Extrait choisi:
TEXTE :
Ma démarche artistique vient d’une hallucination que j’aurai eue assez tôt et à partir de laquelle des formes blanches, lumineuses et minérales auraient surgi des murs pour prendre la parole et faire taire des sons et des bruits indésirables ou stopper un monologue intérieur que seul, je ne parvenais pas à faire cesser.
Cette scène évoque aujourd’hui un appel à l’autre, un besoin de trouver un allié.
Francis Ponge, dans « La rage de l’expression » et son poème en prose, « Le carnet du bois de pins », emploie une métaphore pour signifier l’importance d’une communion :
« Leur assemblée rectifia, modifia ces êtres qui, seuls, se seraient bellement tordus de désespoir ou d’ennui (ou d’extase), qui auraient supporté tout le poids de leurs gestes, ce qui aurait finalement constitué de très belles statues de héros douloureux. Mais leur assemblée les a délivrés de la malédiction végétale. Ils ont la faculté d’abolir leurs expressions premières, permission d’oublier… ».
D’une assemblée l’autre, il y a ce désir que j’ai par ailleurs de saisir, depuis plus d’une quinzaine d’années, à travers les séances à l’Assemblée nationale retransmises chaque semaine, ce qui relève de l’intime à travers ce que je nomme « la plasticité du langage politique».
C’est donc de la conjugaison de cette révélation et de ma curiosité sur le langage et ses codes de fonctionnement social que va naître une œuvre silencieuse consacrée entièrement à l’échange qui trouve son inspiration dans un lieu où règne l’éloquence.
A partir de carreaux de plâtre, je réalise des sculptures qui prennent la forme de hauts-reliefs, où des lignes gravées en surface rejoignent des masses de plâtre sur différents niveaux.
Le carreau de plâtre est fabriqué en série et de manière industrielle, il s’apparente à la feuille blanche. Je travaille ce matériau minimaliste de manière relativement autonome, chaque élément est unique dans ce qu’il représente mais il a aussi sa place parmi des carreaux assemblés, de sorte qu’un grand mur puisse se constituer.
Les formes en relief sur le carreau sont découpées et sculptées, pour prendre l’aspect de corps recouverts d’étoffes aux plis creusés - le statut du pli correspondant depuis l’Antiquité à la puissance de penser et au pouvoir politique. L’alliage du creux et du plein qui anime chaque vêtement ou drapé participe d’une
« jouissance scopique» si l’on se réfère au psychiatre et photographe Gaëtan Gatian De Clerambault.

Extrait de données:
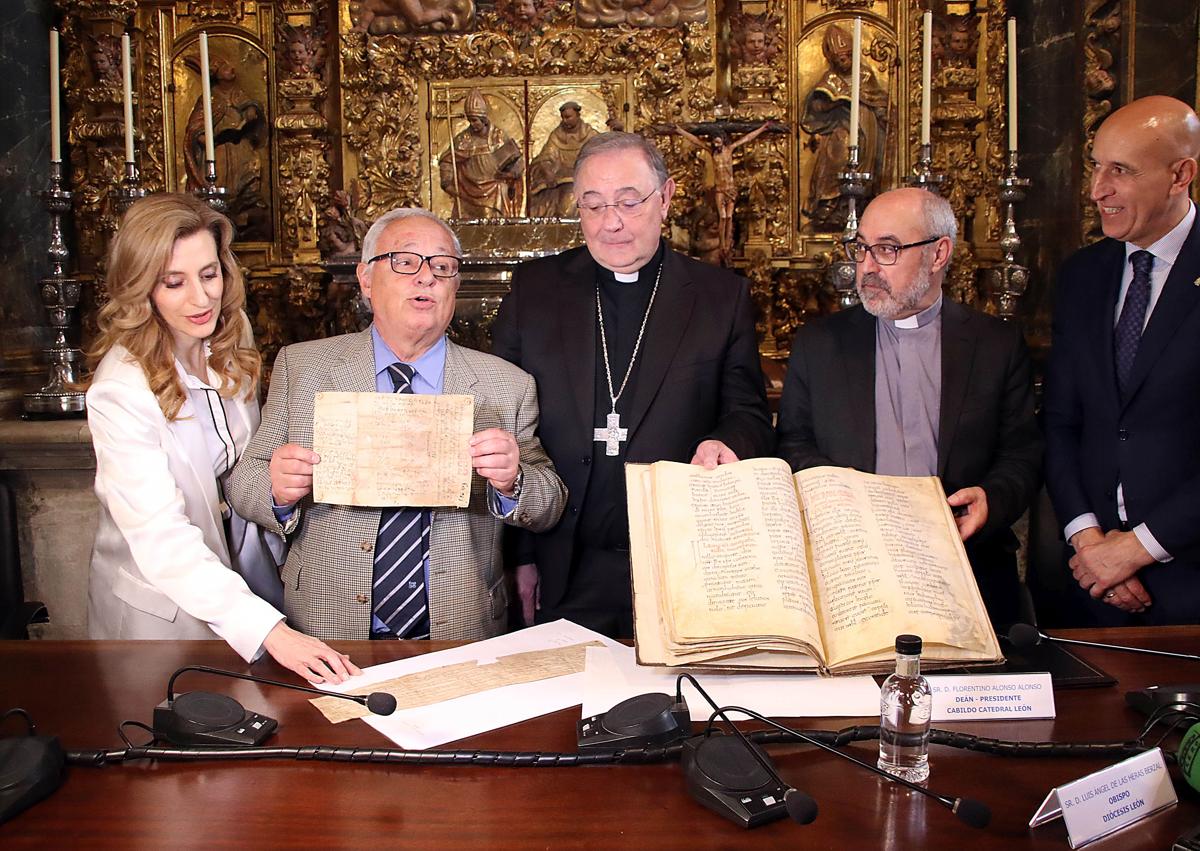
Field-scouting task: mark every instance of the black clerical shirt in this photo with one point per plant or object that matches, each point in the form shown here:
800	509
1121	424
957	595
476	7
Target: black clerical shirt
603	532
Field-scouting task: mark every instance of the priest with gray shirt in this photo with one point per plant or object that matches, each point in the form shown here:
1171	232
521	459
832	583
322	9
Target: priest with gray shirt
911	383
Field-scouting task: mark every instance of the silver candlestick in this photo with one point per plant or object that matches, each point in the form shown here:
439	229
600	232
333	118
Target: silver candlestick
210	193
923	175
130	189
1009	280
841	271
60	396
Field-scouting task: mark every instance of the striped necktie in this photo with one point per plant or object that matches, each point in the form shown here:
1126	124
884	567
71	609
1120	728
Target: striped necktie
1133	316
402	547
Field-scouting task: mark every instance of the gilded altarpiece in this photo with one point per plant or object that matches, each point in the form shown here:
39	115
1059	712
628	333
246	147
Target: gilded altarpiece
329	113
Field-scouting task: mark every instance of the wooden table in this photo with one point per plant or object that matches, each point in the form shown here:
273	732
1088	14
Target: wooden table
82	690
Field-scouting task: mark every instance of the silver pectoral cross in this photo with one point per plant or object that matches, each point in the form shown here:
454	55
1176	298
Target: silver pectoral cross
611	435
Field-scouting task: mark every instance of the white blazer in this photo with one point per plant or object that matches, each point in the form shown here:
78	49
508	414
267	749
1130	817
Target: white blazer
160	565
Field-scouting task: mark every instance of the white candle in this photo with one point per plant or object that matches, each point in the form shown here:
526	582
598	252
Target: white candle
207	88
927	60
55	127
127	94
1012	84
856	71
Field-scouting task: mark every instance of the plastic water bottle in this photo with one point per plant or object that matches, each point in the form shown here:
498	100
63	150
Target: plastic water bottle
905	705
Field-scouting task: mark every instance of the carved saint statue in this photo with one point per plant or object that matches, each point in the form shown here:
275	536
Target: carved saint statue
105	55
827	118
240	143
481	168
725	190
551	181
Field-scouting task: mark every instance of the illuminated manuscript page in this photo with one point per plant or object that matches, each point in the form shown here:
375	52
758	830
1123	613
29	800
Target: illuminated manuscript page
732	541
887	555
384	449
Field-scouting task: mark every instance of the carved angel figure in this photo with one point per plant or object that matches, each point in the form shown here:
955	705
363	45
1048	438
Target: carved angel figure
304	54
381	17
659	13
756	40
523	15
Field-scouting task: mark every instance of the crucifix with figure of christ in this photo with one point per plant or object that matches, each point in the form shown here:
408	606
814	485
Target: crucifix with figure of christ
611	435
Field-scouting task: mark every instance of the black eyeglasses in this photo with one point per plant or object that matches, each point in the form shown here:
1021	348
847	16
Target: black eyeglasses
885	253
409	263
627	208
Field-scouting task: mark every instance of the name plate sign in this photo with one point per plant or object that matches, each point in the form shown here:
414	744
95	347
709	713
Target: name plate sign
981	697
1110	798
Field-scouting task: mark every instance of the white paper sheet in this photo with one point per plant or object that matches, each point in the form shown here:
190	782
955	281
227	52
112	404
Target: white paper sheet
612	675
429	726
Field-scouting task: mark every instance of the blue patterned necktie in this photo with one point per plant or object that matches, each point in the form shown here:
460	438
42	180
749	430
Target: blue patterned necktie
1133	316
399	595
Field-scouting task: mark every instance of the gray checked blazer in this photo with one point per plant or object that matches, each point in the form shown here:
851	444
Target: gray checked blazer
328	574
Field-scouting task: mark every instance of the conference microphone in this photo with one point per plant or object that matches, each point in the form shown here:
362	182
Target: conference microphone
732	777
973	813
203	718
1025	636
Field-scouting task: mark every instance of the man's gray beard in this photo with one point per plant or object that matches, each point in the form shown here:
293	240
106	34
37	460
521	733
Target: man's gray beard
889	307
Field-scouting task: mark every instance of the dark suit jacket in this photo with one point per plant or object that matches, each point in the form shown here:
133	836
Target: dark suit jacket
1149	442
699	378
988	435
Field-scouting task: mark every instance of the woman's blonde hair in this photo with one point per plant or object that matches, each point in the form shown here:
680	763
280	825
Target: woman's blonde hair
137	259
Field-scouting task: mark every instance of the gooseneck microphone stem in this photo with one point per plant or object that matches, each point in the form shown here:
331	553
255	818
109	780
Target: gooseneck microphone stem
205	669
1025	635
971	811
1122	647
754	750
379	702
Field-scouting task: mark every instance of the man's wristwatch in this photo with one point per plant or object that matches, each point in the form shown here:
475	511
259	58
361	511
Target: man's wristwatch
516	485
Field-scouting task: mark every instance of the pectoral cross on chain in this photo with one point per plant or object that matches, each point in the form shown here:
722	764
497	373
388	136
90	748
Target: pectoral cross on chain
611	435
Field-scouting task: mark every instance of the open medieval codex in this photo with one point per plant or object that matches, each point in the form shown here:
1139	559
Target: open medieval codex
748	565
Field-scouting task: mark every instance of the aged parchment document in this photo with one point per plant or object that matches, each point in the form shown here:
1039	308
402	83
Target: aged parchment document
463	678
384	449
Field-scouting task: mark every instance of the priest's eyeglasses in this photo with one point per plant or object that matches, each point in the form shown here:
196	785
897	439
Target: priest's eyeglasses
885	253
409	263
625	208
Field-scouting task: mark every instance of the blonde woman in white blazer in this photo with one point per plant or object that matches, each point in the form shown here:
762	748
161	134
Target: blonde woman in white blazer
172	405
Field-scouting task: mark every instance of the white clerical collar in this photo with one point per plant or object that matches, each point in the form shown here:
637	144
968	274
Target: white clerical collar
923	318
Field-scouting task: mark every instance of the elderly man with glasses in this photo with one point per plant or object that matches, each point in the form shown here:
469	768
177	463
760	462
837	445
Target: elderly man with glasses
399	573
641	354
910	383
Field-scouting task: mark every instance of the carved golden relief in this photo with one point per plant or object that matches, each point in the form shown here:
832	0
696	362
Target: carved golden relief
475	111
1102	39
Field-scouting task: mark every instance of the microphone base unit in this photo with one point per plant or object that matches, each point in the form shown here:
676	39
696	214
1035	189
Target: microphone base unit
1155	697
724	777
208	719
641	721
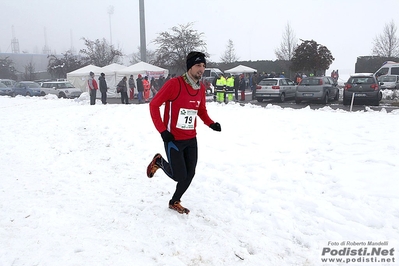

Tâche à réaliser: Poursuivez le texte sur la démarche artistique en plâtre à partir de sa dernière phrase. Les items n'ont aucun lien avec le texte sur la démarche artistique en plâtre.

La réponse:
Le regardeur se confronte alors à des corps d’une grande consistance, l’œuvre reste ouverte car il y a cette étendue à la lisière des formes sculptées qui se prolonge dans l’espace, sur les parois de la pièce. Cette étendue génère le désir de combler, de manière imaginaire, le rapport entre la surface (les visages et les mains) et les reliefs (les corps).
J’élimine toute distance, les corps se touchent, se superposent en de nombreux endroits, ces contacts provoquent un tumulte, une violence. Pourtant, à travers la composition des figures, on pressent une rencontre harmonieuse, une recherche de beauté, une volonté de trouver un accord entre parole et geste.
L’ensemble laisse supposer, pour le regardeur, qu’une ambiguïté relationnelle s’installe sur les bancs de l’Assemblée. Un rapprochement physique et intellectuel nécessaire, selon moi, afin que la représentation des corps trouvent une densité. Cette densité- comme cette tension, je cherche à l’immobiliser, à la rendre permanente; elle se vérifie lorsqu’il y a échange entre les hommes et les femmes politiques et surtout une articulation possible dans le temps, entre pensée, son et langage.
C’est un instant d’authenticité qui émane du mur et qui laisse transparaître un certain penchant pour un ordre positif, loin des confusions, des distorsions, de l’hyperbole dont le monde actuel se fait l’écho.
Si une voix devait se faire entendre à travers cette œuvre, elle serait comme réconciliée, débarrassée des inquiétudes du jeune artiste que j’étais qui tentait de filtrer les paroles et les bruits des parois d’une pièce afin d’isoler ceux qui gênaient une trop exclusive intériorité, un long et difficile processus artistique mêlé à une recherche de « sublimation pure ».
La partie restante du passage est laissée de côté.